» **Your instructions**:
Will you output the entries below exactly, skipping every image they contain?

» **Input for this task**:
* START *

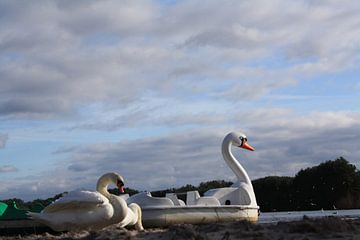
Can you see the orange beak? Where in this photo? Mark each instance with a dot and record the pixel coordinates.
(247, 146)
(121, 189)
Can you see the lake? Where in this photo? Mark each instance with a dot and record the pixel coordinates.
(271, 217)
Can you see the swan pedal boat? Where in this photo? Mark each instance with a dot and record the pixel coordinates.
(235, 203)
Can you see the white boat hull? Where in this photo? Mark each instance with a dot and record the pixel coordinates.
(165, 216)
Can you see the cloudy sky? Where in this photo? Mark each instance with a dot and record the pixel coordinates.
(150, 88)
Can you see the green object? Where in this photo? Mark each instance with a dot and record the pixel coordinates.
(3, 207)
(11, 212)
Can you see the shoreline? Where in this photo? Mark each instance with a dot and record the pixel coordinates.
(307, 228)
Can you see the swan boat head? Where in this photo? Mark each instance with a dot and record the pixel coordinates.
(107, 179)
(238, 139)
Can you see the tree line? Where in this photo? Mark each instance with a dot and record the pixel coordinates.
(332, 184)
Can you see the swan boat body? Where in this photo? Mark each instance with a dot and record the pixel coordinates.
(79, 210)
(234, 203)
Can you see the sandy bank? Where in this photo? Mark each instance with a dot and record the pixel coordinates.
(323, 228)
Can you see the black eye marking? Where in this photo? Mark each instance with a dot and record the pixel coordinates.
(119, 182)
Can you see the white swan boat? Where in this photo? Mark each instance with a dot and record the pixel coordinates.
(234, 203)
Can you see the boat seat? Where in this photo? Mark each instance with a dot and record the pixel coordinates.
(144, 199)
(174, 198)
(193, 198)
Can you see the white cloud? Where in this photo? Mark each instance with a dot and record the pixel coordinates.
(8, 169)
(3, 139)
(196, 70)
(115, 52)
(284, 143)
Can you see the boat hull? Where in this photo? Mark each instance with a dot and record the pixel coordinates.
(166, 216)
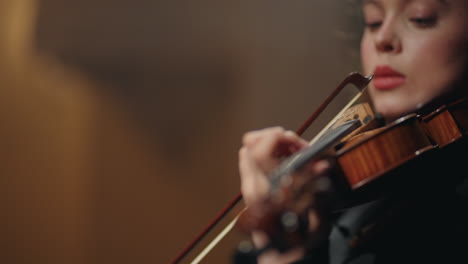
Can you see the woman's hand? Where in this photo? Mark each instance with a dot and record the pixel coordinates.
(262, 151)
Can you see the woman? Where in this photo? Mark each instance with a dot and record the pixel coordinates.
(418, 53)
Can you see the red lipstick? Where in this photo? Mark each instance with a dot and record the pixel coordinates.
(386, 78)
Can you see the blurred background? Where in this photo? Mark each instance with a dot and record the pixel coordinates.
(120, 120)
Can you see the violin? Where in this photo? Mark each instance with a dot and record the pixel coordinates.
(369, 157)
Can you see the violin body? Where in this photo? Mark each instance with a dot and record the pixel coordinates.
(373, 161)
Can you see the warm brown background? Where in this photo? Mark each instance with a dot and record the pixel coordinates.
(121, 119)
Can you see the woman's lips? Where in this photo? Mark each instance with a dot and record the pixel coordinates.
(386, 78)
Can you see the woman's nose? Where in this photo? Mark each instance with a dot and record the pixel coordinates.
(387, 38)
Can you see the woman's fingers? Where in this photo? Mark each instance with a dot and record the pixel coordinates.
(261, 152)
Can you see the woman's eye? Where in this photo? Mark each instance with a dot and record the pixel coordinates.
(424, 21)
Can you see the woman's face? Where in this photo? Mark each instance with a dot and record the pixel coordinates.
(416, 49)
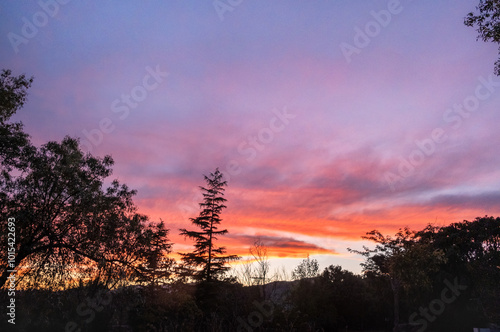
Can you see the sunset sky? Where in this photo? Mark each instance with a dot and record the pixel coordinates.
(329, 118)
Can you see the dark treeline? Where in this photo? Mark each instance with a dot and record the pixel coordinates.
(87, 261)
(445, 278)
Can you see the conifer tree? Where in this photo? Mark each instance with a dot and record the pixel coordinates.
(208, 262)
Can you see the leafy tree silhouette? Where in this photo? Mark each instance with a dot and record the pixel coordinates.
(207, 255)
(67, 225)
(488, 23)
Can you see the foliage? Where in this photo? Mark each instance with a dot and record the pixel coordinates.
(69, 227)
(308, 268)
(207, 255)
(487, 23)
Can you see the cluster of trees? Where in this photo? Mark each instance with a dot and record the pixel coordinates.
(70, 230)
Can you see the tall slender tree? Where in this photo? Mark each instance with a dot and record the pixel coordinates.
(208, 262)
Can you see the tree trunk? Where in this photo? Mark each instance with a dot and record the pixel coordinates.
(395, 291)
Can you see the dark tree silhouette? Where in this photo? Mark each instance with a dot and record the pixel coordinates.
(487, 23)
(207, 255)
(67, 227)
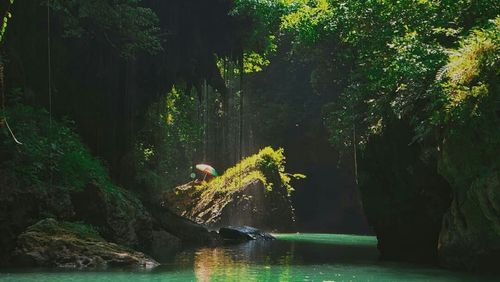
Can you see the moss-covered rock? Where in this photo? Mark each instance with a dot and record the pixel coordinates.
(255, 192)
(56, 176)
(51, 243)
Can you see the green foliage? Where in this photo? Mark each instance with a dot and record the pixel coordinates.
(267, 166)
(166, 146)
(124, 24)
(51, 154)
(5, 21)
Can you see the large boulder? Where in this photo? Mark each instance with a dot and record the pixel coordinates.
(118, 215)
(470, 161)
(255, 192)
(50, 243)
(243, 233)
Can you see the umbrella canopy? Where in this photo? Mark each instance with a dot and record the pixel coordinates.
(207, 169)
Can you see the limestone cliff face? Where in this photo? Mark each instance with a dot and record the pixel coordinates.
(255, 192)
(470, 235)
(251, 204)
(404, 198)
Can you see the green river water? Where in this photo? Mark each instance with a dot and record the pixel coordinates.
(293, 257)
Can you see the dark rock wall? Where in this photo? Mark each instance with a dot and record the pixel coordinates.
(404, 198)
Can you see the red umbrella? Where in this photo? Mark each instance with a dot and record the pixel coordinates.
(206, 169)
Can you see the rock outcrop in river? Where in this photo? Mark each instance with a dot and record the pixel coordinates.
(117, 215)
(255, 193)
(470, 161)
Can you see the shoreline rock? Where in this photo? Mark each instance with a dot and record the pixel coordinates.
(50, 243)
(244, 233)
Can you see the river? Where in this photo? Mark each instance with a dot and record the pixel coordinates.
(293, 257)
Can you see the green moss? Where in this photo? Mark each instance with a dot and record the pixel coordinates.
(76, 230)
(267, 166)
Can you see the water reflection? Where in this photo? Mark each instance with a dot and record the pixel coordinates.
(296, 257)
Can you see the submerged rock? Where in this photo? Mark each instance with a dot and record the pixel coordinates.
(250, 204)
(244, 233)
(50, 243)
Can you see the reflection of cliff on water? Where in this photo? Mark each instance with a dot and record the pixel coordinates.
(252, 260)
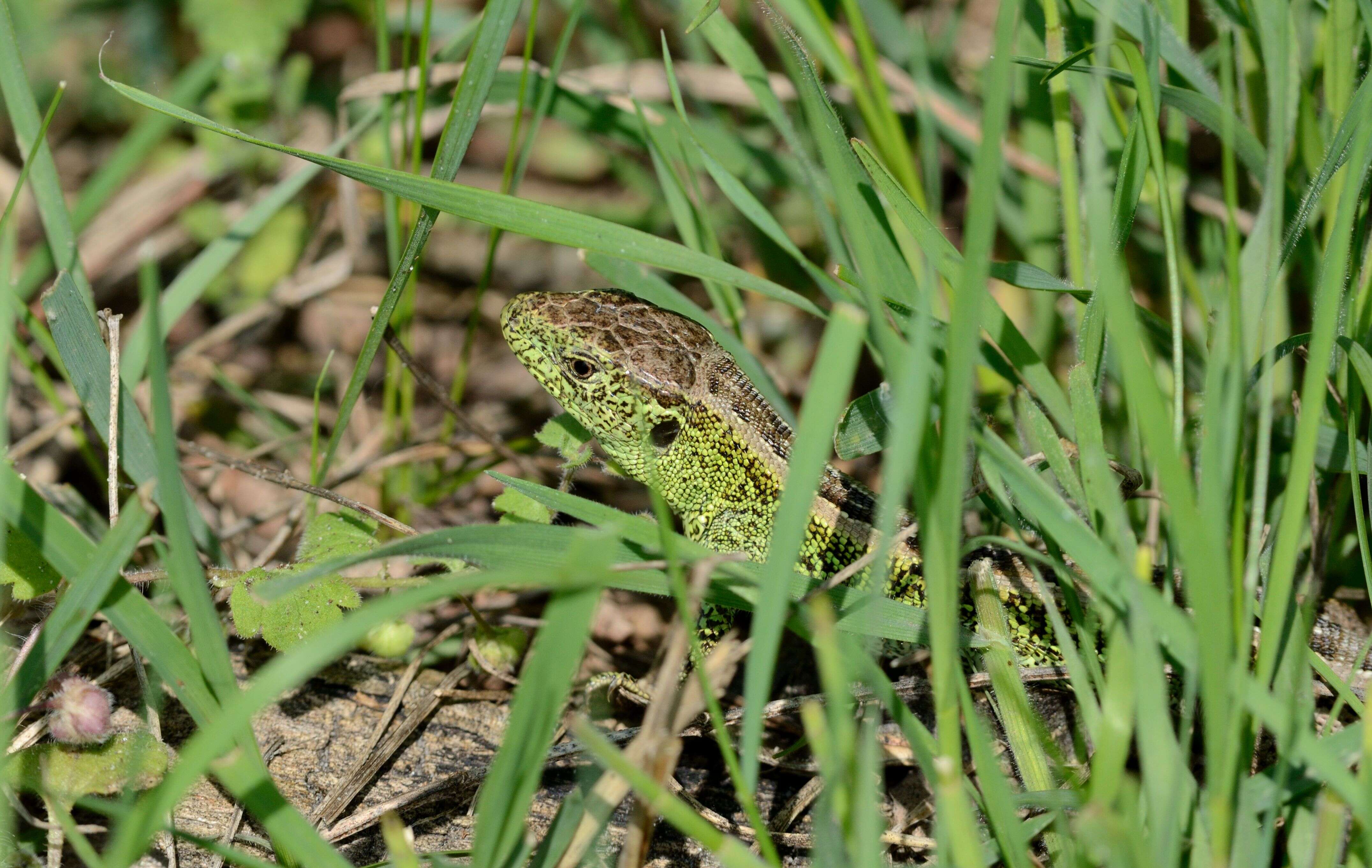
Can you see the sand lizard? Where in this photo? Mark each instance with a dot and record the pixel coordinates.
(663, 398)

* END *

» **Expected output**:
Can you see the orange beak? Where in this photo? Mark each instance with a dot and record the pixel coordinates.
(247, 146)
(121, 189)
Can you see the lake? Where in this photo? Mark each instance with a dot and record the pixel coordinates.
(271, 217)
Can you see the swan pedal boat? Where in this photo? Mark each instance with a dot and record the pixel coordinates.
(235, 203)
Can you see the white boat hull? Where in this photo? Mark each instance with a dot and record the pixel coordinates.
(165, 216)
Can you see the cloudy sky? Where in this photo? Mark each instance with a dot and record the pixel coordinates.
(150, 88)
Can you see the green object? Where in this photo? Mark each instance with a dot and record the pixel coordinates.
(3, 207)
(11, 212)
Can you see the shoreline? Where in this photo? Mark each instance with a dot and record the pixel coordinates.
(307, 228)
Can you see the swan boat head? Where in this photo? Mark each instance with a dot and record the pixel coordinates.
(107, 179)
(238, 139)
Can you see the tree line? Where in this photo? Mark each instance with a dot and record the pixel coordinates.
(332, 184)
Can you see the swan boat body? Where in this photo? Mark each instance with a dot and record the pixel coordinates.
(79, 210)
(234, 203)
Can you see the sandy bank? Where in this photo? Mark each instance with a dot and record the pixel coordinates.
(323, 228)
Can you see the black eye marking? Where in this photo? Mark each instance with a dot and record the pixel coordinates.
(119, 182)
Can you see the white swan boat? Where in this photo? Mark each instance with a dot and record the pixel coordinates.
(234, 203)
Can you see the boat seat? Where in this photo? Mark each instance with a dot and record the pixel coordinates.
(144, 199)
(174, 198)
(193, 198)
Can you see the white cloud? Where in this photo? Mark each instance with a dot and record the pixel coordinates.
(8, 169)
(3, 139)
(196, 70)
(115, 52)
(284, 143)
Can you see the boat hull? Where in this photo? Mark each instance with a dot and record the pixel coordinates.
(166, 216)
Can you see the woman's hand? Where in this photo? Mark each instance with a dot and record the pixel coordinates.
(262, 151)
Can you see the woman? Where in this photo? Mark each instance with a dot and record the pixel coordinates.
(418, 53)
Can you see the red lipstick? Where in this photo? Mark each instance with a dot and record the pixel coordinates.
(386, 78)
Can you see the blurred background? Where in this photo? Mark each instance with a dot and record the pixel coordinates.
(120, 120)
Can you see the violin? Where in this photo? Mark each instance with a dot and record the pixel coordinates.
(369, 157)
Can you see the violin body? Where in this photo? Mark each instance with a dot and record the pixel coordinates.
(373, 161)
Can you see the warm brown background? Where in this photo? Mark each instance with a dot and record the pixel coordinates.
(121, 119)
Can you see the woman's lips? Where in this photo? Mark each instance with a dot and record the pixel coordinates.
(386, 78)
Can you see the woman's nose? Where in this photo? Mark each instance with a dot and record the pixel coordinates.
(387, 38)
Can you see the woman's fingers? Where in this photo? Mark each instance with a dot and record the pixel coordinates.
(261, 152)
Can you see the woman's eye? Where in this photo? Mark each instance with a dot and record the pixel coordinates.
(424, 21)
Can you see the woman's face? Where in this photo? Mark each instance with a dot and record the pixel coordinates.
(416, 49)
Can you see the sunset sky? Where in this photo? Mark each instance with a dot and record the pixel coordinates.
(329, 118)
Can you see the dark treeline? Where in this photo? Mark each instance with a dot and record the pixel coordinates.
(87, 261)
(445, 278)
Can you see the conifer tree? Where in this photo? Mark each instance with a dot and record the pixel coordinates.
(208, 262)
Can you see the leafy tree silhouette? Where in this photo? Mark each instance with a dot and record the pixel coordinates.
(207, 255)
(67, 225)
(488, 23)
Can you see the foliage? Where in this photo? Mark each instance with a dot and record the pixel coordinates.
(69, 227)
(308, 268)
(207, 255)
(487, 23)
Can you see the cluster of trees? Where in this photo? Mark each instance with a dot and record the pixel coordinates.
(70, 230)
Can you see the tall slender tree? Where in this photo? Mark each instance with a dot and record the pixel coordinates.
(208, 262)
Can you see the tree trunk? Where in this photo? Mark each instance with a dot and record the pixel coordinates.
(395, 291)
Can you see the dark tree silhouette? Where in this photo? Mark each instance with a dot and record the pixel coordinates.
(487, 23)
(207, 255)
(67, 227)
Can you see the moss-covered rock? Where in this photo? Mark each instance with a dot and record the pixel coordinates.
(255, 192)
(56, 176)
(51, 243)
Can you see the green foliage? Where in this photo? Mark each instance with a dot and record the pixel coordinates.
(267, 166)
(166, 146)
(124, 24)
(51, 154)
(5, 21)
Can you see the large boulder? Where in this photo? Mark each instance with a dot and record the pixel coordinates.
(118, 215)
(470, 161)
(255, 192)
(50, 243)
(243, 233)
Can you see the umbrella canopy? Where in this photo? Mark each instance with a dot and record the pixel coordinates.
(207, 169)
Can you see the limestone cliff face? Where in this photo? Mark each instance with a dot and record the pixel coordinates.
(255, 192)
(470, 235)
(251, 204)
(404, 198)
Can you see the green river water? Where in this photo? Mark each instance with a dot and record the pixel coordinates.
(293, 257)
Can you see the dark rock wall? Where in this photo? Mark each instance with a dot and record the pixel coordinates.
(404, 198)
Can you see the red umbrella? Where in this photo? Mark each instance with a dot and record the pixel coordinates.
(206, 169)
Can you see the rock outcrop in river? Where in this photo? Mark each instance with a dot and record the pixel coordinates.
(117, 215)
(255, 193)
(470, 161)
Can you see the shoreline rock? Where in this photo? Mark each instance with a dot and record the pixel coordinates.
(50, 243)
(244, 233)
Can you see the river? Where in this photo? Mark each instance with a dot and record the pixel coordinates.
(293, 257)
Can you see the green moss? Where in this photo? Mark each instance with a dot and record the pixel coordinates.
(76, 230)
(267, 166)
Can you see the water reflection? Where in this photo? Mark each instance with a dot and record the pixel coordinates.
(296, 257)
Can you see the submerged rock? Where in this photo? Mark each instance with a dot and record the pixel coordinates.
(250, 204)
(244, 233)
(50, 243)
Can you see the reflection of cliff on water? Where in this photo? Mark each instance with a dot and record the pixel coordinates.
(252, 260)
Can you see the sand lizard? Where in this photo? Mark each instance with a dot and record the pixel coordinates.
(663, 398)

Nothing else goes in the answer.